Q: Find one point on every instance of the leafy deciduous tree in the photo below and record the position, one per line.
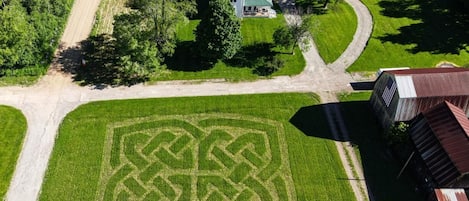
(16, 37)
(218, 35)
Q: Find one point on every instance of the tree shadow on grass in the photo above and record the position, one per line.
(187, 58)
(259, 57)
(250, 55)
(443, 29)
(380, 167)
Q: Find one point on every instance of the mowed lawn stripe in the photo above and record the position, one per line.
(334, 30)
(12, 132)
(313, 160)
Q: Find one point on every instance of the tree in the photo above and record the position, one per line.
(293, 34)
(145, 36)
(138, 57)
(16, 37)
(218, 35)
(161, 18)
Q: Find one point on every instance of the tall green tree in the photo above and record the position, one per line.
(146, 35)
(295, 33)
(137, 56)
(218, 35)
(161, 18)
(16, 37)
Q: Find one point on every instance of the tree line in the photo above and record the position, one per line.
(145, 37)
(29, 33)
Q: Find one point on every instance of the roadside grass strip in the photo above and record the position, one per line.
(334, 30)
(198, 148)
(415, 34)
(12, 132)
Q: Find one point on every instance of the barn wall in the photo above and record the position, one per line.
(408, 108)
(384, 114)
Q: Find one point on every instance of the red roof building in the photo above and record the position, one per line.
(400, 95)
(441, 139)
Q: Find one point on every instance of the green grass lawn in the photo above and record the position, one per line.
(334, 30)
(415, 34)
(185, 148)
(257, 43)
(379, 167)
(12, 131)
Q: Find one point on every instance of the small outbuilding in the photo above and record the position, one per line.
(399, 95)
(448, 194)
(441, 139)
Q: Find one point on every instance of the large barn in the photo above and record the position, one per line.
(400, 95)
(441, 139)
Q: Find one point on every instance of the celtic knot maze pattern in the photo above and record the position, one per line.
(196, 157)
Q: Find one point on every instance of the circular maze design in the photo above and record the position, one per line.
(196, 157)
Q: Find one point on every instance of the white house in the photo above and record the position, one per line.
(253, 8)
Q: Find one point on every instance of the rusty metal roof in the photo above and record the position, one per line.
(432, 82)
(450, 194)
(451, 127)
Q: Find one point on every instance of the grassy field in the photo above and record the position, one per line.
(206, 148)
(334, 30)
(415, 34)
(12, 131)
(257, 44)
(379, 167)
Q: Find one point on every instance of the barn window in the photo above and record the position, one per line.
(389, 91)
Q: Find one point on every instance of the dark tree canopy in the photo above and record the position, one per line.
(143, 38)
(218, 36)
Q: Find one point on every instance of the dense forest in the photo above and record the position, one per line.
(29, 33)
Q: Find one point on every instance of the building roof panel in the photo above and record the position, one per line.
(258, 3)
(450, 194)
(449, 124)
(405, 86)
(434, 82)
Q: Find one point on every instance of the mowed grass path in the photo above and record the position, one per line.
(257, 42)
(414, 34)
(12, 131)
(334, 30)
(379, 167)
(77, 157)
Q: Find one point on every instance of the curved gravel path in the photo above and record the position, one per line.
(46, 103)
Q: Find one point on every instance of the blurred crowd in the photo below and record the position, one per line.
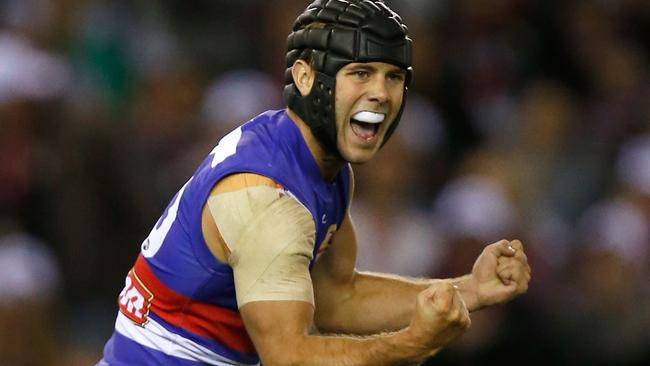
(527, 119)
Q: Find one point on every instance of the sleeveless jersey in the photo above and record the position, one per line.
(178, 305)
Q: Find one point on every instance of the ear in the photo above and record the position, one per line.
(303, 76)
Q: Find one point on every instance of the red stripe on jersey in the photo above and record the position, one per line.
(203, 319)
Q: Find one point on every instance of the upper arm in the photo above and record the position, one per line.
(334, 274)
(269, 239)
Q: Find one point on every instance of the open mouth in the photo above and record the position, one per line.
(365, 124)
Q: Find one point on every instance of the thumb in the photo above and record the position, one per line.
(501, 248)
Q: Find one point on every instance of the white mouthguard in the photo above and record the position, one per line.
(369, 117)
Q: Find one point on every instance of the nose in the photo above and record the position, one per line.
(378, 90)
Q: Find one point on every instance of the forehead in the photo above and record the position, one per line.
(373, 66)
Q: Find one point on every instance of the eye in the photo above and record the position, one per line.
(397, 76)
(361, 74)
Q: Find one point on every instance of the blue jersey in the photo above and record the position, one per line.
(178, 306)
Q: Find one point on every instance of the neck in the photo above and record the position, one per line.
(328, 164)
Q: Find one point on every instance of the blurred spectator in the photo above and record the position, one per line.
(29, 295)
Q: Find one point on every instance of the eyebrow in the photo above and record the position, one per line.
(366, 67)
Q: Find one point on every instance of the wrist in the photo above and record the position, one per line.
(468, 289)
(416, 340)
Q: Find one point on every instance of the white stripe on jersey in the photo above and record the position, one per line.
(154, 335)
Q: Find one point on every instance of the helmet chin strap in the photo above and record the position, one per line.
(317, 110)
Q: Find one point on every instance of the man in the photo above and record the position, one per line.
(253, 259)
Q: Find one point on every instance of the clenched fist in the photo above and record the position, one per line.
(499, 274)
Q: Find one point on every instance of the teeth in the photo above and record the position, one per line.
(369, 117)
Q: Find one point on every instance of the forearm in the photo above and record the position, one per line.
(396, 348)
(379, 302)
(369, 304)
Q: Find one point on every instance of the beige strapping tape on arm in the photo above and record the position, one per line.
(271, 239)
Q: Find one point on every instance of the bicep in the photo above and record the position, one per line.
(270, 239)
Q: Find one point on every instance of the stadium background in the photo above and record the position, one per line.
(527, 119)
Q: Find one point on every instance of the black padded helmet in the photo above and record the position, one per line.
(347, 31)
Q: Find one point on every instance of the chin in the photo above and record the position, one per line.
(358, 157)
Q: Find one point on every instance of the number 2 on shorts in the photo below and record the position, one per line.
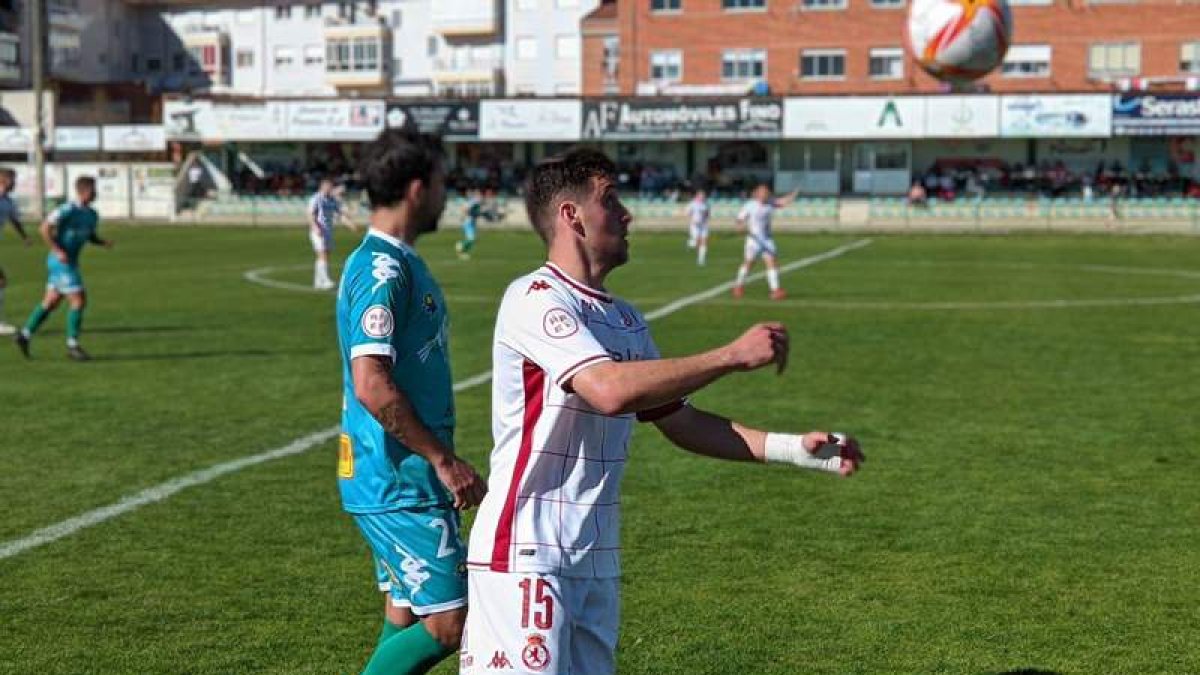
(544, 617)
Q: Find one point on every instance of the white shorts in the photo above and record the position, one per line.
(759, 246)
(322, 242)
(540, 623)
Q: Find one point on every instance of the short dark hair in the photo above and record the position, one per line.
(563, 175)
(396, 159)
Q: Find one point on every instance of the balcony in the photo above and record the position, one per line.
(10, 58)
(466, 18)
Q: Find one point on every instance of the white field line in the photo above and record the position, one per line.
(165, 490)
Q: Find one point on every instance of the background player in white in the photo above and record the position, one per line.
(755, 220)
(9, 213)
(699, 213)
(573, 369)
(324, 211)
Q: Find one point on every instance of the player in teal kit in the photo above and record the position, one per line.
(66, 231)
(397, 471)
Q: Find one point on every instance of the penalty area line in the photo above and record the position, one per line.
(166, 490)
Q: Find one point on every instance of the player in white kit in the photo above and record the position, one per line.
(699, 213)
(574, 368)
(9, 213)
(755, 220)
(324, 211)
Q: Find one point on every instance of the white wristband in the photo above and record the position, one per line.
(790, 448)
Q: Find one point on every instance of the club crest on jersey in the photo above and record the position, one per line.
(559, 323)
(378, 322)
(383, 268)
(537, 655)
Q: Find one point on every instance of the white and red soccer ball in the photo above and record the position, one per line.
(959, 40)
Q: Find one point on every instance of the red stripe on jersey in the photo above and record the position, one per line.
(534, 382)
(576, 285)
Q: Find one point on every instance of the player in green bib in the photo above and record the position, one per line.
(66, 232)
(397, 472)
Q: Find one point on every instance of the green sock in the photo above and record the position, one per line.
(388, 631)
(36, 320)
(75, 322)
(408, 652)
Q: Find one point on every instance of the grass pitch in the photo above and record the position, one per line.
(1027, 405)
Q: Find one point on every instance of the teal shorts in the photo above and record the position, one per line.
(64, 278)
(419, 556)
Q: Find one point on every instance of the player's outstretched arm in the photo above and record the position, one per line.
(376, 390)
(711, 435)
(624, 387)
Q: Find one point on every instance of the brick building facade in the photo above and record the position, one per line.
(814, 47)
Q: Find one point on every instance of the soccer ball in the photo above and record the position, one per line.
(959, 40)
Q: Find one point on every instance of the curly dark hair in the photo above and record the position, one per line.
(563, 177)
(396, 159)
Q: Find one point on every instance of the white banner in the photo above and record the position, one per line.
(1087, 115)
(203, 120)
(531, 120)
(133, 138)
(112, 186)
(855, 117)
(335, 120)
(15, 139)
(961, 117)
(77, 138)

- **Exercise**
Quote, word for word, the lines from the one containing "Q: Find one point on every instance of the green sock" through the final line of the items.

- **Right answer**
Q: Find one point on every instance of the green sock in the photo above and record the position, one per line.
(388, 631)
(36, 320)
(75, 322)
(408, 652)
Q: Find one point on every instance of the grass pitch in the photo above and record the position, one per line.
(1027, 405)
Q: Find one point on every instance of the teal shorts in the photo above and record the position, one per line.
(64, 278)
(419, 556)
Q: Find one point on every instance of the player's outstretched arm in the photo above and record the position, one per line.
(376, 390)
(711, 435)
(624, 387)
Q: Find one point on every instance of the brick building facade in the photo above and record the position, one per line.
(814, 47)
Q: Find one point on every instance of the soccer ball in the photo above and record the position, one per line.
(959, 40)
Q: Find one point on every instance of the curly dark hair in the photo above and record the position, one per line.
(563, 177)
(396, 159)
Q: Find one point on every instance of the white banner in the photo above and record the position, one per line.
(1087, 115)
(203, 120)
(531, 120)
(133, 138)
(112, 186)
(855, 117)
(335, 120)
(15, 139)
(961, 117)
(77, 138)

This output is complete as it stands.